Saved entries
*** Begin section ***
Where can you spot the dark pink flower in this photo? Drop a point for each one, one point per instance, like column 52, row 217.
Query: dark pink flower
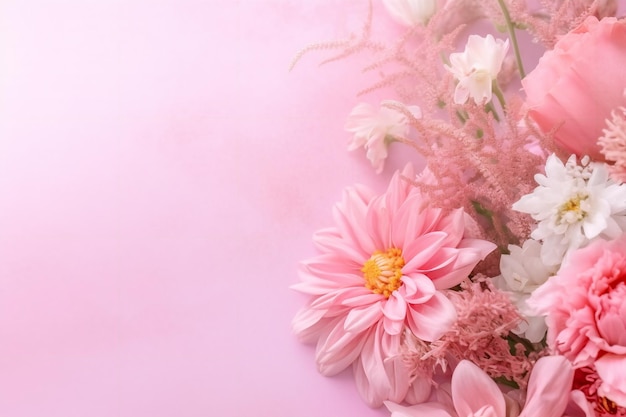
column 381, row 270
column 576, row 86
column 586, row 313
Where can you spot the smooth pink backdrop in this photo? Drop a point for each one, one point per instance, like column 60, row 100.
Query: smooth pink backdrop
column 161, row 174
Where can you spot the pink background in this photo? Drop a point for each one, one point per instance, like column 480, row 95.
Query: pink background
column 161, row 174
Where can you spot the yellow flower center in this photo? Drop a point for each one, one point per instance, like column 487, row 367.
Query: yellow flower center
column 573, row 210
column 383, row 271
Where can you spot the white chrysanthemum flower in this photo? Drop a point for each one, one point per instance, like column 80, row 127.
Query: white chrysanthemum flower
column 374, row 129
column 411, row 12
column 573, row 205
column 477, row 67
column 522, row 272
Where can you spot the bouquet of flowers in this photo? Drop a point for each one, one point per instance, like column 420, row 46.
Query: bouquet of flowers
column 493, row 282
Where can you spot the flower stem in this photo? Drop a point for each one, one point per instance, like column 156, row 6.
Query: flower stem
column 498, row 93
column 511, row 29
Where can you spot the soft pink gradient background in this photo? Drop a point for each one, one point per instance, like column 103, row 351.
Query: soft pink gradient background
column 161, row 174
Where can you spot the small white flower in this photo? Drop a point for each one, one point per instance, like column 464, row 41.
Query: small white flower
column 374, row 129
column 477, row 67
column 522, row 272
column 574, row 204
column 411, row 12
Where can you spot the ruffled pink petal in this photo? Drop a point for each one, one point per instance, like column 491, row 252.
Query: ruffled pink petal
column 369, row 371
column 612, row 371
column 321, row 282
column 341, row 247
column 430, row 320
column 395, row 313
column 334, row 299
column 419, row 391
column 360, row 319
column 366, row 298
column 307, row 329
column 422, row 249
column 549, row 387
column 420, row 410
column 398, row 376
column 417, row 288
column 473, row 391
column 337, row 349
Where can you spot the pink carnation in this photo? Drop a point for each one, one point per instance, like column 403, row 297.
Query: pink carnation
column 586, row 313
column 576, row 86
column 381, row 270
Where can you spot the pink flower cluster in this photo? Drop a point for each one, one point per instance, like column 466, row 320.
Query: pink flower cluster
column 586, row 313
column 493, row 283
column 382, row 270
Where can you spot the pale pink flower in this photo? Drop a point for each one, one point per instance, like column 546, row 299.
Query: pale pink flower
column 477, row 67
column 374, row 129
column 474, row 394
column 568, row 91
column 381, row 270
column 586, row 314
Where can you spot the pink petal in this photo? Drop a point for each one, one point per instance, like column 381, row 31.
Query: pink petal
column 366, row 298
column 360, row 319
column 422, row 249
column 472, row 390
column 419, row 391
column 369, row 371
column 395, row 307
column 341, row 247
column 430, row 320
column 398, row 376
column 337, row 349
column 611, row 370
column 420, row 410
column 305, row 318
column 549, row 387
column 417, row 288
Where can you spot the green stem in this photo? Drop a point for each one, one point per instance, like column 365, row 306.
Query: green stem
column 489, row 107
column 498, row 93
column 511, row 29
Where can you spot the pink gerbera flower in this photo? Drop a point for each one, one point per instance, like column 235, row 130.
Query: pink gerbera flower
column 380, row 271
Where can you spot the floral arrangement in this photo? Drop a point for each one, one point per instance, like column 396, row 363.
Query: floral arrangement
column 493, row 282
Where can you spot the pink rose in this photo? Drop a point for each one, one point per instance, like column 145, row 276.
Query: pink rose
column 586, row 314
column 577, row 85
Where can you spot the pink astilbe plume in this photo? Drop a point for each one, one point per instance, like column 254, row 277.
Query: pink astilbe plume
column 586, row 380
column 483, row 175
column 613, row 144
column 485, row 317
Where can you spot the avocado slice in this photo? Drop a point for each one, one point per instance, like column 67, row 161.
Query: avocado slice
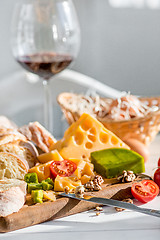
column 111, row 162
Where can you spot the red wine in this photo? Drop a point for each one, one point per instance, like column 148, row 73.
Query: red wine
column 45, row 64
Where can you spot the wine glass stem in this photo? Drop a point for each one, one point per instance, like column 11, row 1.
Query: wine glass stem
column 48, row 108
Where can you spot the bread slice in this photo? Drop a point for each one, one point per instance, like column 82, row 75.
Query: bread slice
column 12, row 166
column 23, row 149
column 12, row 196
column 35, row 132
column 10, row 137
column 6, row 123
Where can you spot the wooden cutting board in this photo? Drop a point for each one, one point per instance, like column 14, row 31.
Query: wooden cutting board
column 62, row 207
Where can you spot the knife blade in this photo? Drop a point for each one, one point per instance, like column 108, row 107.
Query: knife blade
column 114, row 203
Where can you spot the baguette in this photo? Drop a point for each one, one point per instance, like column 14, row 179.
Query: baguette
column 11, row 166
column 10, row 137
column 36, row 133
column 12, row 196
column 23, row 149
column 6, row 123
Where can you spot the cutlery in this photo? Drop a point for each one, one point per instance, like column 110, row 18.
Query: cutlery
column 113, row 203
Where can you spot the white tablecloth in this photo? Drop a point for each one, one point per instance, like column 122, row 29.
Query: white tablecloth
column 108, row 225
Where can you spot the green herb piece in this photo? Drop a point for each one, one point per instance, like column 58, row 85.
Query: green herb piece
column 111, row 162
column 46, row 186
column 37, row 196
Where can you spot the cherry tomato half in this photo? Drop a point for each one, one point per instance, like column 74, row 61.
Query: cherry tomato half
column 145, row 191
column 157, row 177
column 63, row 168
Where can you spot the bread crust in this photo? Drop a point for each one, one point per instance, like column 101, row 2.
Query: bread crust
column 23, row 149
column 6, row 123
column 11, row 166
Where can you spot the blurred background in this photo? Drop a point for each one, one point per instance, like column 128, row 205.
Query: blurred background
column 120, row 45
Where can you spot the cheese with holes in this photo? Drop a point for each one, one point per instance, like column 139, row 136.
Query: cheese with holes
column 85, row 136
column 42, row 170
column 53, row 155
column 62, row 182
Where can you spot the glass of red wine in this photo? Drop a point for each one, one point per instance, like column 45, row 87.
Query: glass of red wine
column 45, row 40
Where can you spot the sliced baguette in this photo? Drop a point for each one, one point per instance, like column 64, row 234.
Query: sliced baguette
column 6, row 123
column 23, row 149
column 12, row 166
column 12, row 196
column 36, row 133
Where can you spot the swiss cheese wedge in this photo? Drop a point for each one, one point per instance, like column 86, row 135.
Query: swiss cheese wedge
column 85, row 136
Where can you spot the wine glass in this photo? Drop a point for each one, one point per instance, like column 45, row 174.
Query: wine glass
column 45, row 40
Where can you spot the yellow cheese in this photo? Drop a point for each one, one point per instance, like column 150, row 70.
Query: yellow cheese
column 42, row 170
column 85, row 136
column 62, row 182
column 53, row 155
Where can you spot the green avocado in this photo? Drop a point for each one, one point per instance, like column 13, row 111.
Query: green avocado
column 111, row 162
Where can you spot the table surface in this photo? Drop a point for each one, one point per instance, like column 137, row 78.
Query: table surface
column 108, row 225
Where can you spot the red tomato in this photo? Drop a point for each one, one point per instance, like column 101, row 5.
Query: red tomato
column 63, row 168
column 145, row 191
column 157, row 177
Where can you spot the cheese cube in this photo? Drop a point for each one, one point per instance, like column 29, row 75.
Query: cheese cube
column 85, row 136
column 62, row 182
column 53, row 155
column 42, row 170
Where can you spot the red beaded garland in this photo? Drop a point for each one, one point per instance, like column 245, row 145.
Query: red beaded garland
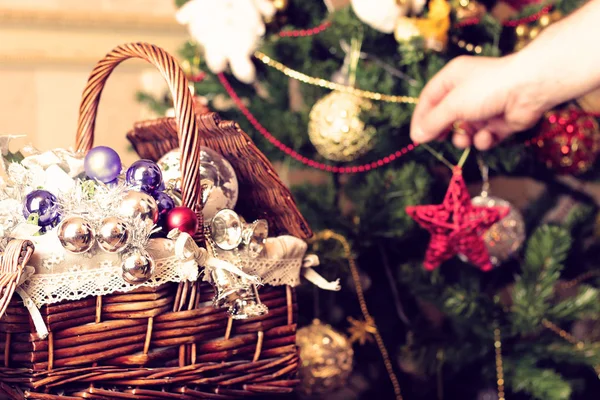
column 182, row 218
column 298, row 157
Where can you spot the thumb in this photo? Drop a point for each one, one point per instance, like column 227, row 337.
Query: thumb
column 441, row 117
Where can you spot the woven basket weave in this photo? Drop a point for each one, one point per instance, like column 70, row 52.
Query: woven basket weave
column 167, row 342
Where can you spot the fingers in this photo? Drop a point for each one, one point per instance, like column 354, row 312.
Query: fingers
column 423, row 125
column 482, row 136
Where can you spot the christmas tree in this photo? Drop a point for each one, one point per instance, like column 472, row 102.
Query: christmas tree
column 331, row 88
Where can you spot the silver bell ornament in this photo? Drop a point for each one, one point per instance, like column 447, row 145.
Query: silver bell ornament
column 137, row 266
column 76, row 235
column 113, row 235
column 248, row 305
column 226, row 229
column 230, row 231
column 227, row 286
column 139, row 206
column 254, row 236
column 220, row 187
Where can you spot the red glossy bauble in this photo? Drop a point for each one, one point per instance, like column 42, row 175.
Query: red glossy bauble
column 569, row 141
column 182, row 218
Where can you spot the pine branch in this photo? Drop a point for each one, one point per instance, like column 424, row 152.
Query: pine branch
column 541, row 383
column 585, row 304
column 546, row 251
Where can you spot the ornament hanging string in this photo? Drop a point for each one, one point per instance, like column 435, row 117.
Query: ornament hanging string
column 499, row 361
column 330, row 235
column 298, row 157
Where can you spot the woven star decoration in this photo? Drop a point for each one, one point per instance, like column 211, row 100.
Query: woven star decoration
column 456, row 226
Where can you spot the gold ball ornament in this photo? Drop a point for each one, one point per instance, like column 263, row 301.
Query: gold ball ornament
column 113, row 235
column 139, row 206
column 522, row 30
column 335, row 127
column 326, row 359
column 137, row 266
column 405, row 29
column 544, row 20
column 505, row 237
column 280, row 5
column 76, row 235
column 469, row 9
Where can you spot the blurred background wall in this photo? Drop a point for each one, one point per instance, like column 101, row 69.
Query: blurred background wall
column 49, row 47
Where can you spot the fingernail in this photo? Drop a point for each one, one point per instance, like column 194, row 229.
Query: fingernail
column 416, row 134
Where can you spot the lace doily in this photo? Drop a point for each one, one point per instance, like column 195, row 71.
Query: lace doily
column 101, row 280
column 275, row 272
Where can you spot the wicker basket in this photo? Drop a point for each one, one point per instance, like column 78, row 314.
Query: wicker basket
column 167, row 342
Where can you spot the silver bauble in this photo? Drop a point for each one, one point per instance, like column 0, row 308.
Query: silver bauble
column 137, row 266
column 113, row 235
column 506, row 236
column 217, row 177
column 254, row 236
column 226, row 229
column 76, row 235
column 139, row 206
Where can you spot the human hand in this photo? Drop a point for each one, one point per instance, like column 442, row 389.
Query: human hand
column 493, row 97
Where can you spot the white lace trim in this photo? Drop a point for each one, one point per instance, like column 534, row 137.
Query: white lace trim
column 275, row 272
column 105, row 279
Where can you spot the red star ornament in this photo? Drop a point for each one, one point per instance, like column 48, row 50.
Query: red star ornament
column 456, row 226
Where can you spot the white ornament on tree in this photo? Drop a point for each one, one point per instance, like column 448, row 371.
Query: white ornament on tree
column 229, row 31
column 380, row 14
column 383, row 15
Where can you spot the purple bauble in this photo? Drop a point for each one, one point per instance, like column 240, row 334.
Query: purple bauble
column 43, row 203
column 102, row 163
column 165, row 204
column 145, row 175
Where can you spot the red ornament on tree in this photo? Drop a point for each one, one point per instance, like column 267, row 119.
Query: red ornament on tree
column 456, row 226
column 182, row 218
column 569, row 141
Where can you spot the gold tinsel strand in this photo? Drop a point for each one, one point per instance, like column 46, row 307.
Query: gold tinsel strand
column 330, row 235
column 291, row 73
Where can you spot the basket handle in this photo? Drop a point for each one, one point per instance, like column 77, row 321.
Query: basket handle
column 184, row 110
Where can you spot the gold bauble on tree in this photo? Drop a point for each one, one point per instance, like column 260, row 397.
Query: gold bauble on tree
column 506, row 236
column 469, row 9
column 326, row 359
column 525, row 33
column 280, row 5
column 335, row 127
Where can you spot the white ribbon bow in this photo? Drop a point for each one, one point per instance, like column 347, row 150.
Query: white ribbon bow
column 310, row 261
column 34, row 312
column 190, row 254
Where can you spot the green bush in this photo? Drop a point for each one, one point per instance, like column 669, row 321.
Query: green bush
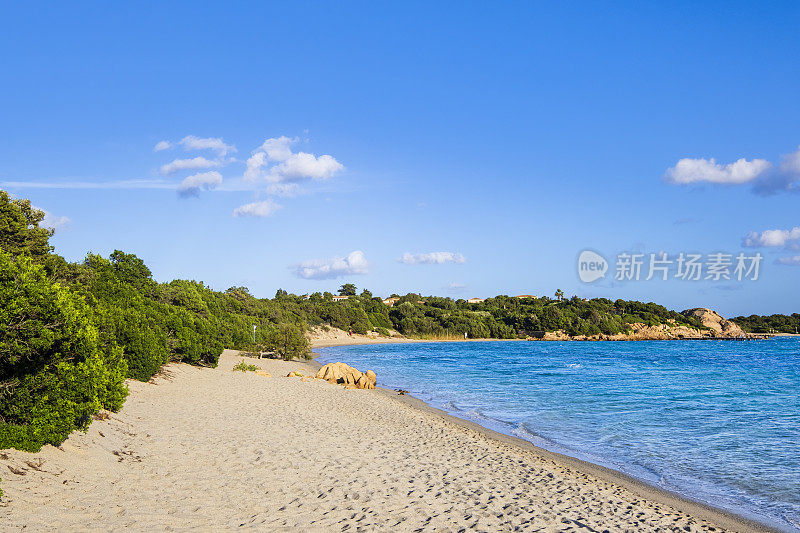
*** End section ***
• [WHAT TO WORK ON] Nothing but the lines from the one with "Query: pink astilbe plume" to the one with "Where can you spot the wooden" above, both included, should be transcribed, exactly and without pictures.

• [RESPONSE]
Query: pink astilbe plume
column 586, row 380
column 483, row 175
column 613, row 144
column 485, row 317
Where can you spot the avocado slice in this photo? Drop a point for each one, one point per instance, like column 67, row 161.
Query: avocado slice
column 111, row 162
Where can you spot the red wine in this photo? Drop a point for each one, one point per instance, like column 148, row 73.
Query: red wine
column 45, row 64
Where can you spot the wine glass stem in this photo? Drop a point for each one, one point per instance, like column 11, row 1.
Query: wine glass stem
column 48, row 108
Where can you spot the bread slice in this photo? Drop a point for each one, one point per instance, like column 82, row 75.
Query: bread slice
column 12, row 166
column 23, row 149
column 12, row 196
column 35, row 132
column 10, row 137
column 6, row 123
Where can you spot the wooden cutting board in this photo? Drop a point for each one, one point per instance, like column 14, row 31.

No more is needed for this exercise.